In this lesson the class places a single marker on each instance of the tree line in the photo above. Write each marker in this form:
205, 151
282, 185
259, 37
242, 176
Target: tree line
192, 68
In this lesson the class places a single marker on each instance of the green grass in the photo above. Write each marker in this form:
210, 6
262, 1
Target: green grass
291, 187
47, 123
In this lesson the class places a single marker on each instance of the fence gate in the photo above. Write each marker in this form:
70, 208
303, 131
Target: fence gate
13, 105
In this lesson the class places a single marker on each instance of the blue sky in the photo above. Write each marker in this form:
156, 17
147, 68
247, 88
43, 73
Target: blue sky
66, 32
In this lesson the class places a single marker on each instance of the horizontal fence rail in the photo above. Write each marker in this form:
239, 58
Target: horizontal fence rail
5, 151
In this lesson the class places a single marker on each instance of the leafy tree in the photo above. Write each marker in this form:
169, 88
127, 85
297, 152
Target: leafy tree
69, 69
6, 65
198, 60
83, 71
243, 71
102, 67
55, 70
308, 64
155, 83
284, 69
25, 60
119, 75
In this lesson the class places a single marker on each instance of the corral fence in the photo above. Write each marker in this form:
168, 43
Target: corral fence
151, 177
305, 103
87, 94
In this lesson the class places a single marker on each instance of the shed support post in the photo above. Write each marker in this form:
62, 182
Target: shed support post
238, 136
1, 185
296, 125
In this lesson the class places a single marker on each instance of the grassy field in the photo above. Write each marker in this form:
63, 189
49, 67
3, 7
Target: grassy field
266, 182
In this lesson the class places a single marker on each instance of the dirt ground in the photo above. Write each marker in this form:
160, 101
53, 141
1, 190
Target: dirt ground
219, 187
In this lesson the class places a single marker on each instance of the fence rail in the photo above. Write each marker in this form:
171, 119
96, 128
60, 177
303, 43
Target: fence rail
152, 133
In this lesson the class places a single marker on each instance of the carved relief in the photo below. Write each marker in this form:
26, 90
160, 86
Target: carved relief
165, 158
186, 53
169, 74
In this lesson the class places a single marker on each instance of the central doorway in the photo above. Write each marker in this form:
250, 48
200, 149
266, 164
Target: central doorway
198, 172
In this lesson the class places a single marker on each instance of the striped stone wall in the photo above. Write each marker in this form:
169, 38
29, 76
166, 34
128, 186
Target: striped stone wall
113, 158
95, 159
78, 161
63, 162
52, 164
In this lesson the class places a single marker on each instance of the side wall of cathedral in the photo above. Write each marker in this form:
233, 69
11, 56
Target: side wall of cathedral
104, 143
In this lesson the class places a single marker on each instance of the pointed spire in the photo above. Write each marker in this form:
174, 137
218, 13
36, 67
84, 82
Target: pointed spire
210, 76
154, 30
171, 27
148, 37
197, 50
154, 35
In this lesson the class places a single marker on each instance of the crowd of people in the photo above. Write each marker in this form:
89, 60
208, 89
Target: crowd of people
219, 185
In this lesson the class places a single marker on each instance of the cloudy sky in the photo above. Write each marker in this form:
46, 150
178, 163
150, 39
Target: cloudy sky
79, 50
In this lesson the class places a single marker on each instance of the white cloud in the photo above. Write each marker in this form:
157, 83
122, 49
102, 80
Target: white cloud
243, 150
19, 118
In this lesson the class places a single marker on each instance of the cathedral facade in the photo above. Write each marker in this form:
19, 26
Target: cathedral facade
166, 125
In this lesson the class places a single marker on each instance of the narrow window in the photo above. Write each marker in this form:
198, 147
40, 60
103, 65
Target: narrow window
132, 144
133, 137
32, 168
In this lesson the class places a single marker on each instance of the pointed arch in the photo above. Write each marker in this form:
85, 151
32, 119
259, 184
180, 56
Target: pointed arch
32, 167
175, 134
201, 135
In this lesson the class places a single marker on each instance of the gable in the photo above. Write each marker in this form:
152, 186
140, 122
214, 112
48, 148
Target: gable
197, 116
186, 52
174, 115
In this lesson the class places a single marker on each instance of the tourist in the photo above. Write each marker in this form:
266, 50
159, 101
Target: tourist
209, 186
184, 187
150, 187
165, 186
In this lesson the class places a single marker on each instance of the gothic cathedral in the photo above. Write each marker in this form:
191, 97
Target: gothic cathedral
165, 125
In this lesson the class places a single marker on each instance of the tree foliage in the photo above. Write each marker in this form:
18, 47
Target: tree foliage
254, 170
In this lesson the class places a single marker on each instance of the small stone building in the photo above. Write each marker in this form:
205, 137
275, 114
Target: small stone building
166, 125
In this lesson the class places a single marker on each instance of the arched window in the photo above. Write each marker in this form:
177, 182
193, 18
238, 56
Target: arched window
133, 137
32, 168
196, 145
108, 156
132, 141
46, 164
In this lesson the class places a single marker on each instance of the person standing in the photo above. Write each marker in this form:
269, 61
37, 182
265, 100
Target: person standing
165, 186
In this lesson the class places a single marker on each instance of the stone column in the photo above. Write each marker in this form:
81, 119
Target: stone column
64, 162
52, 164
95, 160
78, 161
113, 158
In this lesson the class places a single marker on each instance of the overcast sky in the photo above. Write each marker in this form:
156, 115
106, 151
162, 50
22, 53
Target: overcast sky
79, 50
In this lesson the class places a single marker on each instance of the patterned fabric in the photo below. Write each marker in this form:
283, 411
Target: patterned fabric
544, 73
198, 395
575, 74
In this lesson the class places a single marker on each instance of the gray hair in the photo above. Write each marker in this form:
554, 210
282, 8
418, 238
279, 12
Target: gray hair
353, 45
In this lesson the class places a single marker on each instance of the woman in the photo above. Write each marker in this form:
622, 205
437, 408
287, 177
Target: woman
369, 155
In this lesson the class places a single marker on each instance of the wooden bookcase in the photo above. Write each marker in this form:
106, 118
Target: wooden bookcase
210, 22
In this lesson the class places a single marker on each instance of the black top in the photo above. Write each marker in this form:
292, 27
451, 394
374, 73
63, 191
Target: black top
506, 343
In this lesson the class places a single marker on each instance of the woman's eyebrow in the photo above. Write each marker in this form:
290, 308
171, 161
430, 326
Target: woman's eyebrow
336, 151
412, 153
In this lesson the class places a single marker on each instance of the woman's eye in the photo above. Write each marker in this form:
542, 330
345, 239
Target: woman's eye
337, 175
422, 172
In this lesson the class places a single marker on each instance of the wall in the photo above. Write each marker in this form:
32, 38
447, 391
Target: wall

****************

Your goal:
Repeat all of the records above exactly as written.

Response:
In this lesson the class places a single marker on each instance of the tree line in the photo above. Write each marker in this form:
205, 151
282, 185
259, 37
242, 176
Target: tree line
192, 68
In this lesson the class places a single marker on each instance of the green grass in the photo above. Write each marker in this form:
210, 6
262, 1
Target: green grass
291, 187
47, 123
In this lesson the class places a single marker on each instance of the fence gate in the photo above. Write each marker in this form:
70, 208
303, 131
Target: fence gate
13, 105
In this lesson the class places a single marker on each instance of the blue sky in the photo above. Write each marker in this form:
156, 17
147, 68
247, 88
43, 73
Target: blue sky
66, 32
In this lesson the class places a single marker on each instance of the horizontal fence rail in the photo above. Write each marker in this form:
239, 58
Target: horizontal fence rail
5, 151
In this lesson the class places a single marker on each instance of the leafy tree in the photo above. Write each marker in this form:
169, 88
127, 85
297, 152
Target: leafy tree
69, 69
6, 65
198, 60
83, 71
243, 71
102, 67
55, 70
308, 64
155, 83
284, 69
25, 60
119, 75
In this lesson the class places a single marker on each instance of the corral fence in the photo above. Write each marker in this form:
168, 43
Target: corral fence
151, 177
305, 103
87, 94
In this lesson the class places a single marker on each instance of the shed support post in the photo above. Write each marker in this form:
62, 182
Target: shed support post
238, 136
1, 185
296, 125
In this lesson the class places a single marker on each instance of the grassy field in the photo above. Write each marker in this form:
63, 189
49, 67
3, 7
Target: grassy field
266, 182
In this lesson the class places a single marker on each instance of the dirt ground in the photo above. Write each marker in this form:
160, 101
53, 141
1, 190
Target: dirt ground
219, 187
In this lesson the class places a single marker on each instance of the fence rail in the photo above. Write each marker in this form:
171, 119
96, 128
60, 177
303, 43
Target: fence rail
152, 133
In this lesson the class places a single marker on each instance of the carved relief in the photo below. Write each marker in this form:
26, 90
160, 86
Target: carved relief
165, 158
186, 53
169, 74
In this lesson the class places a single marker on each instance of the central doorway in the photo above. Write each marker in this form:
250, 48
200, 149
266, 164
Target: central doorway
198, 172
In this lesson the class places a single marker on each instance of the striped stone wall in the photo above. Write each marker in this form:
169, 38
29, 76
166, 34
128, 186
Target: striped stone wall
113, 158
95, 159
78, 161
63, 162
52, 164
In this lesson the class places a single marker on each instance of the side wall of cathedral in the photo above. Write each marker in this form:
233, 69
11, 56
Target: side wall of cathedral
104, 143
In this lesson the class places a single marker on each instance of the pointed spire in the photo above. Write each marker in this form:
174, 137
218, 13
36, 67
84, 82
Target: pointed spire
210, 76
154, 30
171, 27
148, 37
197, 50
154, 35
In this lesson the class places a single marker on each instance of the crowd of people in the photo above. Write each marker in this form:
89, 60
208, 89
Target: crowd of people
219, 185
In this lesson the class places a single marker on each instance of the cloudy sky in the photo above. Write each marker in this form:
46, 150
178, 163
150, 39
Target: cloudy sky
79, 50
In this lesson the class places a single marker on each instance of the white cloud in the photo above. Write each marker in this form:
157, 83
122, 49
102, 80
Target: white cloud
243, 150
19, 118
In this lesson the class places a single marker on each instance of the cathedral facade in the photo above. Write each marker in this form:
19, 26
Target: cathedral facade
166, 125
In this lesson the class places a single marker on each instance of the narrow window in the photo above. Write each marker in this form:
198, 147
40, 60
103, 65
Target: narrow window
132, 144
133, 137
32, 168
In this lesson the class places a single marker on each instance of the pointed arch in the photo above. Write each marker in this form:
85, 151
32, 119
259, 184
180, 56
Target: pointed arch
32, 167
175, 134
201, 135
In this lesson the class places a single marker on each instance of the gable in the photo above. Write each marker in this form:
152, 186
140, 122
214, 112
48, 148
Target: gable
197, 116
186, 52
174, 115
In this lesson the class places a single marker on each instance of the tourist in the photo above. Write each marker in this form:
266, 50
159, 101
Target: tourist
209, 186
184, 187
150, 187
165, 186
In this lesson the class places a single marker on each instance of the gothic cathedral in the photo above. Write each marker in this form:
191, 97
Target: gothic cathedral
165, 125
In this lesson the class places a single marker on each instance of the tree foliage in the photo above. Write each marker in this form:
18, 47
Target: tree foliage
254, 170
In this lesson the class places a single marker on each instance of the small stone building in the photo above. Write each marker in this form:
205, 137
275, 114
Target: small stone building
166, 125
In this lesson the class places a single marker on each instance of the arched window in the photo above. Write each marker in this form:
177, 182
193, 18
238, 56
Target: arched window
133, 137
32, 168
196, 145
108, 156
132, 141
46, 164
In this lesson the class places a single marker on each instance of the person standing in the photo above. Write each marker in this form:
269, 61
37, 182
265, 100
Target: person standing
165, 186
In this lesson the class places a single marker on each instance of the stone column in the photo above. Write each marker in this form:
81, 119
Target: stone column
64, 162
52, 164
95, 160
78, 161
113, 158
In this lesson the class places a single marker on each instance of the overcast sky in the photo above. Write each marker in this form:
156, 115
106, 151
162, 50
22, 53
Target: overcast sky
79, 50
In this lesson the class places a single marker on each instance of the patterned fabric in the photo below. Write each marker in this form:
283, 411
Target: patterned fabric
544, 73
198, 395
575, 74
In this lesson the class places a single marker on each instance of the gray hair in the photo above. Write each marker in this form:
554, 210
282, 8
418, 238
279, 12
Target: gray hair
353, 45
In this lesson the class places a single marker on each instance of the woman in the photo above. Write each marker in this form:
622, 205
437, 408
287, 177
Target: woman
369, 155
In this lesson the class places a single marker on each instance of the wooden bookcase in the photo above. Write each marker in this form:
106, 118
Target: wooden bookcase
210, 22
In this lesson the class places a single marker on each instance of the black top in the photo above. Write each marker in this form:
292, 27
451, 394
374, 73
63, 191
Target: black top
506, 343
In this lesson the class places a single marker on each instance of the woman's eyebrow in the photo above. Write each marker in this form:
290, 308
171, 161
430, 326
Target: woman's eyebrow
336, 151
412, 153
In this lesson the class places a single marker on each instance of the woman's eye in the photo above. Write each marker in this form:
542, 330
345, 239
Target: woman's eye
337, 175
422, 172
In this lesson the class places a single marker on each instance of the wall in the photo above. Write each marker in this form:
32, 38
447, 391
Target: wall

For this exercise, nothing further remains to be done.